What the task asks ::
Can you rewrite the lines below so that each "job" becomes "task" and nothing else changes?

○ ○ ○

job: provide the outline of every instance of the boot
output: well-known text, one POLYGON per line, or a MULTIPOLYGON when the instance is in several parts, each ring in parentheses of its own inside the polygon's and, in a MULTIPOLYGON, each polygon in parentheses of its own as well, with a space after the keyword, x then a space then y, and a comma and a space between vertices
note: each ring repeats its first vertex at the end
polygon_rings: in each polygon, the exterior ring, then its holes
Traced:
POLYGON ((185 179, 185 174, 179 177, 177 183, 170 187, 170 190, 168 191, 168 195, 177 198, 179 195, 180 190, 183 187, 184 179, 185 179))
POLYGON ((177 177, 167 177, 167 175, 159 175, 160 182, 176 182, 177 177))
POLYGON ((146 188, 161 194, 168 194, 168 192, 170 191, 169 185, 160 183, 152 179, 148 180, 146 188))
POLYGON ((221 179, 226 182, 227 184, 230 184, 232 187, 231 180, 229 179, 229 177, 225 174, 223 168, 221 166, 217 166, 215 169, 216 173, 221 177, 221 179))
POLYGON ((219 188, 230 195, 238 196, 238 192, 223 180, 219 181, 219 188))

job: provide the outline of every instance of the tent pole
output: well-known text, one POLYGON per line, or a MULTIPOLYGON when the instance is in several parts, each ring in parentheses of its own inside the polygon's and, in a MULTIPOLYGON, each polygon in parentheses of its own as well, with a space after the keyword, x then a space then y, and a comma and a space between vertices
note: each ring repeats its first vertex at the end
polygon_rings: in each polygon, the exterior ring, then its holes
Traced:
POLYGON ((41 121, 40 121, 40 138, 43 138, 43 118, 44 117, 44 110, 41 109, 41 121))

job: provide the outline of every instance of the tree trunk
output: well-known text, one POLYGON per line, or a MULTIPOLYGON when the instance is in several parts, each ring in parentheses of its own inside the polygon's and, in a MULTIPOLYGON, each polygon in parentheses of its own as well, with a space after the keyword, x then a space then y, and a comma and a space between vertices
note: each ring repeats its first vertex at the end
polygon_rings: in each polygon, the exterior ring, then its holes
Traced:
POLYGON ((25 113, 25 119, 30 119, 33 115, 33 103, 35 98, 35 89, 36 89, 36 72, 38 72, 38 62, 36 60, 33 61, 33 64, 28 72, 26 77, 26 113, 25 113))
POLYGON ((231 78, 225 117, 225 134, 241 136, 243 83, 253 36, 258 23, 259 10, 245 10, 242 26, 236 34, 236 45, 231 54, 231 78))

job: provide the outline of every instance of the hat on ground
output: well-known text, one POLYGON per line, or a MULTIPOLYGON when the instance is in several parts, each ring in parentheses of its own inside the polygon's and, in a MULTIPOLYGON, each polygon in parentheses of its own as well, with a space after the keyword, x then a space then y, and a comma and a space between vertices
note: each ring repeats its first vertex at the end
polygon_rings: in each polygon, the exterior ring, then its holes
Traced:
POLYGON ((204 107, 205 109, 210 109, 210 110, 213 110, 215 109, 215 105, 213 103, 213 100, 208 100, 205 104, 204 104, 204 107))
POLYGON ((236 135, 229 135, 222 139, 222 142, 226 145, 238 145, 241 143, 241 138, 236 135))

○ ○ ○

Exercise response ::
task: provide the outline of every instance of the boot
output: well-known text, one POLYGON per line, or a MULTIPOLYGON when the instance is in several parts, each ring in parentheses of its own inside the polygon's and, in a MULTIPOLYGON, each polygon in parentheses of its own as well, with a space after the keyword, x then a space then y, and a comma and a space between vertices
note: each ring repeats its first vertex at the end
polygon_rings: in each polygon, the exterior ring, then its holes
Traced:
POLYGON ((185 179, 185 174, 179 177, 177 183, 170 187, 170 190, 168 191, 168 195, 177 198, 179 195, 180 190, 183 187, 184 179, 185 179))
POLYGON ((177 177, 167 177, 167 175, 159 175, 160 182, 176 182, 177 177))
POLYGON ((146 188, 161 194, 168 194, 168 192, 170 191, 169 185, 160 183, 152 179, 148 180, 146 188))
POLYGON ((221 179, 226 182, 227 184, 230 184, 232 187, 231 180, 229 179, 229 177, 225 174, 223 168, 221 166, 217 166, 215 169, 216 173, 221 177, 221 179))
POLYGON ((219 188, 230 195, 238 196, 238 192, 223 180, 219 181, 219 188))

task: provide the outline of every instance of the tent pole
output: well-known text, one POLYGON per line, or a MULTIPOLYGON when the instance is in several parts, each ring in parentheses of its own inside the polygon's and, in a MULTIPOLYGON, each polygon in parentheses of its own as well, with a space after the keyword, x then a space then y, and a comma and a space between vertices
note: each ring repeats its first vertex at the end
polygon_rings: in each polygon, the exterior ring, then its holes
Traced:
POLYGON ((41 121, 40 121, 40 138, 43 138, 43 118, 44 117, 44 110, 41 109, 41 121))

task: provide the outline of every instance of the tree trunk
output: well-known text, one POLYGON per line, or a MULTIPOLYGON when the instance is in several parts, each ring in parentheses of its own inside the polygon's and, in a MULTIPOLYGON, each polygon in parentheses of its own as well, with a space after the keyword, x then a space then y, and a comma and a space between vertices
note: each ring repeats its first vertex at the end
polygon_rings: in each polygon, the exterior ring, then its holes
Traced:
POLYGON ((25 113, 25 119, 30 119, 33 115, 33 103, 35 98, 35 89, 36 89, 36 72, 38 72, 38 62, 36 60, 33 61, 33 64, 28 72, 26 77, 26 113, 25 113))
POLYGON ((231 78, 225 117, 225 134, 241 136, 243 83, 253 36, 258 23, 259 10, 245 10, 242 26, 236 34, 236 45, 231 54, 231 78))

task: provide the outline of every instance of the hat on ground
output: well-known text, one POLYGON per line, or a MULTIPOLYGON when the instance is in several parts, each ring in parentheses of its own inside the polygon's and, in a MULTIPOLYGON, each polygon in parentheses of its own as well, with a space after the keyword, x then a space then y, and a comma and a space between vertices
note: each ring repeats its first vertex at the end
polygon_rings: in each polygon, the exterior ring, then its holes
Traced:
POLYGON ((204 107, 205 109, 210 109, 210 110, 213 110, 215 109, 215 105, 213 103, 213 100, 208 100, 205 104, 204 104, 204 107))
POLYGON ((236 135, 229 135, 222 139, 222 142, 226 145, 238 145, 241 143, 241 138, 236 135))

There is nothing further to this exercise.